### THE REQUEST
Nothing may be dropped or altered: reproduce all the data.

*****

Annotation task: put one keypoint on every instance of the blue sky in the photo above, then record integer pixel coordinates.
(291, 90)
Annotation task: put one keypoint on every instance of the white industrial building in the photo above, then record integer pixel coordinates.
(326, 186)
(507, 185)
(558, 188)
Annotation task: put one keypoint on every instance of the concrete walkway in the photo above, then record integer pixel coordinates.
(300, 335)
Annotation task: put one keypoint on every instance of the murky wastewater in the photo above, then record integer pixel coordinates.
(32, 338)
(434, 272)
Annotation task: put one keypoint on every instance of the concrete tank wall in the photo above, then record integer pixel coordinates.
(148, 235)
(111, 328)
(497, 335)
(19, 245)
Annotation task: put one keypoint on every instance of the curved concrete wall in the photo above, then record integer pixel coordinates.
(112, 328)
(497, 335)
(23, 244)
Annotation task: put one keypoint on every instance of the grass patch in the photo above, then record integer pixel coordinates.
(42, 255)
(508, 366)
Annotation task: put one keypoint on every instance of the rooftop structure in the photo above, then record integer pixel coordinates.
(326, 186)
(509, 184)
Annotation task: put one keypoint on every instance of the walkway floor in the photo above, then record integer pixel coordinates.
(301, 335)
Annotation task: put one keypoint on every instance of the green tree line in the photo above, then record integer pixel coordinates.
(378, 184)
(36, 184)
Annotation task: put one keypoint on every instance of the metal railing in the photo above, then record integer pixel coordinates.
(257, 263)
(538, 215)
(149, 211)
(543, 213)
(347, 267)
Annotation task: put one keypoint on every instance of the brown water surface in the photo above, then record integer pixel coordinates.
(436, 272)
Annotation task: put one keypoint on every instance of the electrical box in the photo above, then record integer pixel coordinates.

*****

### WRITTEN ANSWER
Annotation task: put one keypoint on every instance of the blue sky in the photo above, then record integer pixel coordinates.
(291, 90)
Annotation task: put one keypoint on every instance of the white industrial building in the photo above, then record integer pixel coordinates.
(326, 186)
(507, 185)
(558, 188)
Annotation task: put one keypoint on every instance of the concrete walkway in the photo above, then record integer pixel coordinates.
(300, 335)
Annotation task: put one keypoint on every instance of the murky wastewater in the photo above, then record integer pixel coordinates.
(32, 338)
(434, 272)
Annotation task: put one keypoint on every instance of the concrete tank wall in the photo above, then record integer pixel coordinates.
(148, 235)
(111, 328)
(497, 335)
(19, 245)
Annotation task: put one keypoint on every instance of the curved concrete wall in the photo above, then record integer pixel coordinates.
(112, 328)
(497, 335)
(23, 244)
Annotation task: put one keypoint on every instance of the grass patch in the photo above, then record integer pixel coordinates.
(42, 255)
(508, 366)
Annotation task: put one keypoint on every instance of the rooftop structure in the photo above, then record integer pixel coordinates.
(326, 186)
(509, 184)
Annotation task: put one keypoint on every instance of the walkway floor in the photo above, then record integer pixel coordinates.
(301, 335)
Annotation task: put one keypoint on every instance of the green tree line in the photo above, then record integer pixel coordinates.
(378, 184)
(36, 184)
Annotation task: put one keypoint on every instance of the metal railing in the photo above, then record integer pixel coordinates.
(257, 263)
(538, 215)
(149, 211)
(543, 213)
(347, 267)
Annotation task: put one keypoint on every instance of the brown water surface in the photo above, then record integer pixel coordinates.
(436, 272)
Annotation task: put one keypoint on every instance of the electrical box in the photo above, then record integer pixel coordinates.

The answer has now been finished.